Stored data entries

[start]

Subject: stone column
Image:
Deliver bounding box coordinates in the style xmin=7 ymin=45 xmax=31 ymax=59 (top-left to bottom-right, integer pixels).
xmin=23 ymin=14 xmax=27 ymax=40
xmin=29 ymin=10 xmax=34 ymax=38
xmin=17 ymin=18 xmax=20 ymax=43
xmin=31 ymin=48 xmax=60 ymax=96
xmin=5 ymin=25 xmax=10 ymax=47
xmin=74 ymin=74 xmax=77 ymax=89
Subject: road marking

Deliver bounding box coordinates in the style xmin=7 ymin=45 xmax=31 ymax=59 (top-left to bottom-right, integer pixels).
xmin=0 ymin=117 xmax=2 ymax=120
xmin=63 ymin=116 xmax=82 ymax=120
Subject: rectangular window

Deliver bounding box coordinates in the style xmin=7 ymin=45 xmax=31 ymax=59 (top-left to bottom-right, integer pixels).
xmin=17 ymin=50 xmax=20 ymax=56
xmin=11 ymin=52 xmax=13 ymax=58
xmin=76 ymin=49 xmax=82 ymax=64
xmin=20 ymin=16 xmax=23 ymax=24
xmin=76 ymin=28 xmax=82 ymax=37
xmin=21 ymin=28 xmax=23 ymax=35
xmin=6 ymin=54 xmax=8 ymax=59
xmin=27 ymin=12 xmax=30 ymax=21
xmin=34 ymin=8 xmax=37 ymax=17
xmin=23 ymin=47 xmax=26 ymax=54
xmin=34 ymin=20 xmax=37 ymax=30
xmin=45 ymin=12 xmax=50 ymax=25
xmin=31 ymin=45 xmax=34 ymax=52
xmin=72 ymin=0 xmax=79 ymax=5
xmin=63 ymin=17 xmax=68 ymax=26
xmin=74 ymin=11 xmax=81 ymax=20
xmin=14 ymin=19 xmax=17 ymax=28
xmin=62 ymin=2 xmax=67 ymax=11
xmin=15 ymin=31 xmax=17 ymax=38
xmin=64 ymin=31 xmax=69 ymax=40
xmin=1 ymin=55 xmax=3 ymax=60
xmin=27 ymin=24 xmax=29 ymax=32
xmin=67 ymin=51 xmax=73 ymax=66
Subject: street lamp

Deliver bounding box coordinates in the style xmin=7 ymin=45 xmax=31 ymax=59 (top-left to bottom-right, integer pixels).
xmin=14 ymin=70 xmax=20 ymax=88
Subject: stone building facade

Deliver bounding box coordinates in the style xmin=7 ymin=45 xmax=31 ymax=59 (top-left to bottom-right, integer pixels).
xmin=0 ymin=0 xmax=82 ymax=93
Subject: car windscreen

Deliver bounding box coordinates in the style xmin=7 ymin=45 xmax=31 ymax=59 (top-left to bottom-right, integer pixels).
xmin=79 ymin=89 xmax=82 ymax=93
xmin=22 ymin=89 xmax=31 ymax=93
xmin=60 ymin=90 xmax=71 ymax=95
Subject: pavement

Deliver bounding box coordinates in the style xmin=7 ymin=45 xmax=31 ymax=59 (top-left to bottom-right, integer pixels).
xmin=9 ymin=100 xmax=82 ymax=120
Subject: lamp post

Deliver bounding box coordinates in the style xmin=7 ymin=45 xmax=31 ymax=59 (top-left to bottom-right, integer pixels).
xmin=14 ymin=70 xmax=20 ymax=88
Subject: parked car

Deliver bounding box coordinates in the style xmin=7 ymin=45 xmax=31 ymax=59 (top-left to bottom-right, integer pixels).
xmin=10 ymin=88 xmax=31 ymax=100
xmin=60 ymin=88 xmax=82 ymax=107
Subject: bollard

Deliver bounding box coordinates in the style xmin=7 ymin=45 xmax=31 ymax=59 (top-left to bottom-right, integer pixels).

[end]
[start]

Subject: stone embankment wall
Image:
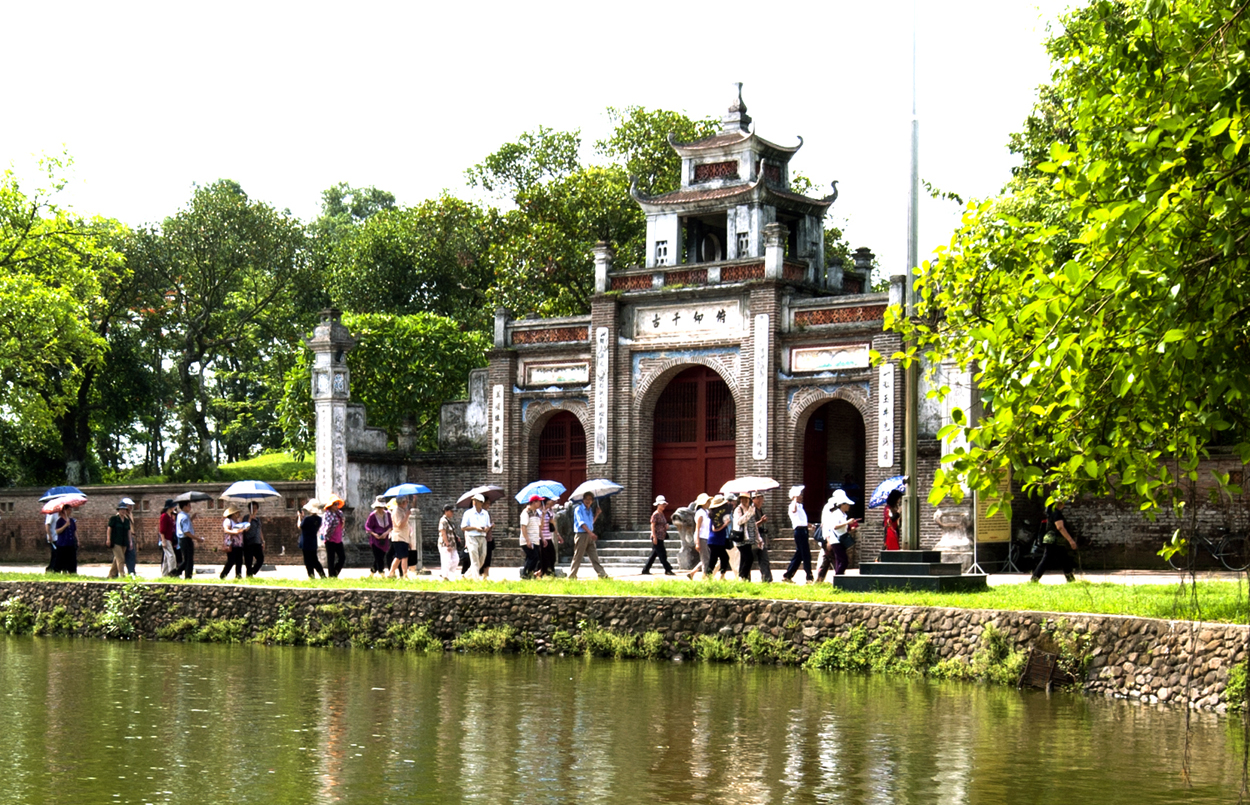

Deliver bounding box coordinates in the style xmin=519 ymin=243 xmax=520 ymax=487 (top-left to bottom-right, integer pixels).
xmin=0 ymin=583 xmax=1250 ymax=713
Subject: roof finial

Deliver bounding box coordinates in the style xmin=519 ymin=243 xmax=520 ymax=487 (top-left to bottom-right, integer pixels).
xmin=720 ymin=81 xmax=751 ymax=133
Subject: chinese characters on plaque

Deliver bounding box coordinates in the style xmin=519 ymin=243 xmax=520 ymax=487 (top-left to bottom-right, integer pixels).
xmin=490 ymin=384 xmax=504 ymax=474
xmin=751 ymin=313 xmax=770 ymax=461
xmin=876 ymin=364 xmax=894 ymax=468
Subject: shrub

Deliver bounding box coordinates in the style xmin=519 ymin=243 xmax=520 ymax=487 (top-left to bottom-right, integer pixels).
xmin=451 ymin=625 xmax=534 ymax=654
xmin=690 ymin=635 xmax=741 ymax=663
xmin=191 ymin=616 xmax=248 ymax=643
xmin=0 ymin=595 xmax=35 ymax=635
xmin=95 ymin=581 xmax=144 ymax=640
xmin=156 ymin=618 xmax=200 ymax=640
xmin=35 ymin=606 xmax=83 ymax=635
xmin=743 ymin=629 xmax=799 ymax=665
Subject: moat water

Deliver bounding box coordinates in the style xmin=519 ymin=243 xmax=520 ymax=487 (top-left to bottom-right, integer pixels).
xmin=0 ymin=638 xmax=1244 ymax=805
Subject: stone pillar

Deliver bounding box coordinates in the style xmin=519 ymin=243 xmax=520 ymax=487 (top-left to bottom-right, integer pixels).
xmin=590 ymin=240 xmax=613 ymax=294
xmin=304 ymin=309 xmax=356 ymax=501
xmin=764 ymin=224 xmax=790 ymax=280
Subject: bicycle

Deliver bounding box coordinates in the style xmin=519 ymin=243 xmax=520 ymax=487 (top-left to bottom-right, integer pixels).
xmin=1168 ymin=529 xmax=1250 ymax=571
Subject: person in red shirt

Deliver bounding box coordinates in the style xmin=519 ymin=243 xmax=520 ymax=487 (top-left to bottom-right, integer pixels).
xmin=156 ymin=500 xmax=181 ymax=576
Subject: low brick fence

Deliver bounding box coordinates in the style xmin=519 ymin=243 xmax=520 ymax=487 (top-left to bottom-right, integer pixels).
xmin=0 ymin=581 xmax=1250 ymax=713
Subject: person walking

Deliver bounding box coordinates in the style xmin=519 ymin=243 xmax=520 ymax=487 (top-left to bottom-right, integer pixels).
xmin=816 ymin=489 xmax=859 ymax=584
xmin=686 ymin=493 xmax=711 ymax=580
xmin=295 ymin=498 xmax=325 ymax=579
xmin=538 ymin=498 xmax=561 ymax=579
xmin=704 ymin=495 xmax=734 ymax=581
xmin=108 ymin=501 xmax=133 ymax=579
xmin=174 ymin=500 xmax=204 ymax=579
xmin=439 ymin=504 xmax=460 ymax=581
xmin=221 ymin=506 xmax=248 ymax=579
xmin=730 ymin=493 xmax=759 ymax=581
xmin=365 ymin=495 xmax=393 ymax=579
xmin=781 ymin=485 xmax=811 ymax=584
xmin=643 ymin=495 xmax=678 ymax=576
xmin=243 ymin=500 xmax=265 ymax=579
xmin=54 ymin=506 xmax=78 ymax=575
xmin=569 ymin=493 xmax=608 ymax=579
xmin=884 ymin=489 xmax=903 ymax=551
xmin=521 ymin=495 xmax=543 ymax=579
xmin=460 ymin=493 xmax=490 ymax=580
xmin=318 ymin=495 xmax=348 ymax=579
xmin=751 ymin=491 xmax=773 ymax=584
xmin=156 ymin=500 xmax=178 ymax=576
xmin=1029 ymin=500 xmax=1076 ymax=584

[end]
[start]

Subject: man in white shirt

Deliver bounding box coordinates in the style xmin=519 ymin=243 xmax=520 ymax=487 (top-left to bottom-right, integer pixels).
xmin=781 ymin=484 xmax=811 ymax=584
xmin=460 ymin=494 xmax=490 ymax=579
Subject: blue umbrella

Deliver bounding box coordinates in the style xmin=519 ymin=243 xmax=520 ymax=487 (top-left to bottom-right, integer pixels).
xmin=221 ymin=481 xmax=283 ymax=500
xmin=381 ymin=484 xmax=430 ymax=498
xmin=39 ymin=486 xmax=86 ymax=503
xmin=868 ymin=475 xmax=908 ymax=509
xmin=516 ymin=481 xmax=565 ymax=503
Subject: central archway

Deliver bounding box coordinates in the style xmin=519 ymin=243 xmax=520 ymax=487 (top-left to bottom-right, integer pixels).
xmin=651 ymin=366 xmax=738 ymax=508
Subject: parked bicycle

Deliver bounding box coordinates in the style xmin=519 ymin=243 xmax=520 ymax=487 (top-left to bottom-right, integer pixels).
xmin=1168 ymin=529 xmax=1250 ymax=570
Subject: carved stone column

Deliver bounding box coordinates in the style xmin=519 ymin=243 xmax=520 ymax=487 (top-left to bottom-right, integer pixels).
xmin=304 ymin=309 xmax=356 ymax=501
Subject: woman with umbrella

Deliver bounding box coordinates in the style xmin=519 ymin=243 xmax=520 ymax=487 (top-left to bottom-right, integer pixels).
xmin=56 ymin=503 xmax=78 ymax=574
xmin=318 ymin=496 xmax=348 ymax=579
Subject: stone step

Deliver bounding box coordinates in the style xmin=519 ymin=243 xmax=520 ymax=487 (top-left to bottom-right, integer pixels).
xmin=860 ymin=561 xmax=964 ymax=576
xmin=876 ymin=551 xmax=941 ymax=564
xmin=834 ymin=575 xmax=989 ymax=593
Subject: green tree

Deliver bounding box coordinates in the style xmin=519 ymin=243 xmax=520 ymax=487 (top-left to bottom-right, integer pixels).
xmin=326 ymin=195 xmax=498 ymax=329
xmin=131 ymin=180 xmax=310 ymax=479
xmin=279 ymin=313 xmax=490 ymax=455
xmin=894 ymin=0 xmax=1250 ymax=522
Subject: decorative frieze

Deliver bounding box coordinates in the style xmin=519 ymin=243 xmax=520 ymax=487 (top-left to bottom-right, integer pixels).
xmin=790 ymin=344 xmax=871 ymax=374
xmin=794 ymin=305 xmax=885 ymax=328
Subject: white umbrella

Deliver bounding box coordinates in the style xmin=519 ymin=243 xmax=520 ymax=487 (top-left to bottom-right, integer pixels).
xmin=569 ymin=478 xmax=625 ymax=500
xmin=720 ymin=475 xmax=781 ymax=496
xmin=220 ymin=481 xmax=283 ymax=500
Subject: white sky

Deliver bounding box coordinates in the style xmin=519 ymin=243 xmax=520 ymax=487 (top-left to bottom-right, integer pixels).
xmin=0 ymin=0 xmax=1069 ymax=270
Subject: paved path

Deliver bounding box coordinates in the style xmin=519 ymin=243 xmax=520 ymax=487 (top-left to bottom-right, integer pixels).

[end]

● EXERCISE: Give the lines of the listing starting at the line that contains "Subject: moat water" and ending at the line that contains "xmin=0 ymin=638 xmax=1244 ymax=805", both included, as a JSON list of strings, one string per line, with blank lines left out.

● SOLUTION:
[
  "Subject: moat water",
  "Deliver bounding box coordinates in the style xmin=519 ymin=243 xmax=520 ymax=487 (top-left to bottom-right, integer pixels).",
  "xmin=0 ymin=638 xmax=1244 ymax=805"
]